- **DATA LISTING**:
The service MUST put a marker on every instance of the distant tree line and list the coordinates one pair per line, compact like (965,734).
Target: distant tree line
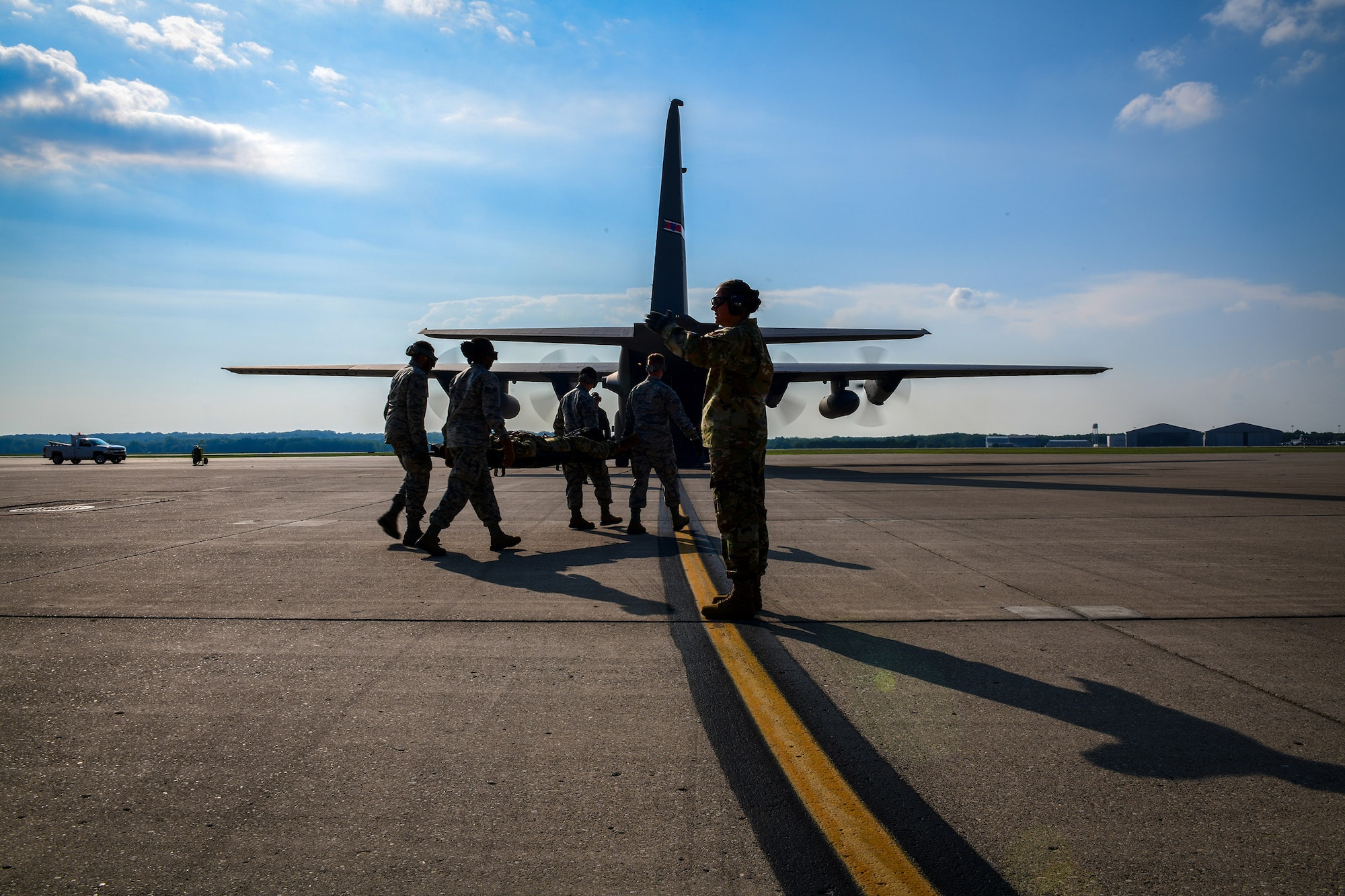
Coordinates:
(244,443)
(941,440)
(326,440)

- **YOUR INSTRUCTIONS**:
Please render the material above as a Markdown table with the columns Row and Line, one numbered row per line, skipping blank lines and leaving out the pictures.

- **FULL ANSWER**:
| Row | Line |
|---|---|
| 1 | The service MUST put a marker on every instance of the distant tree line and list the coordinates one pair per line, compact like (965,734). |
| 2 | Target: distant tree line |
| 3 | Coordinates: |
| 4 | (244,443) |
| 5 | (941,440) |
| 6 | (326,440) |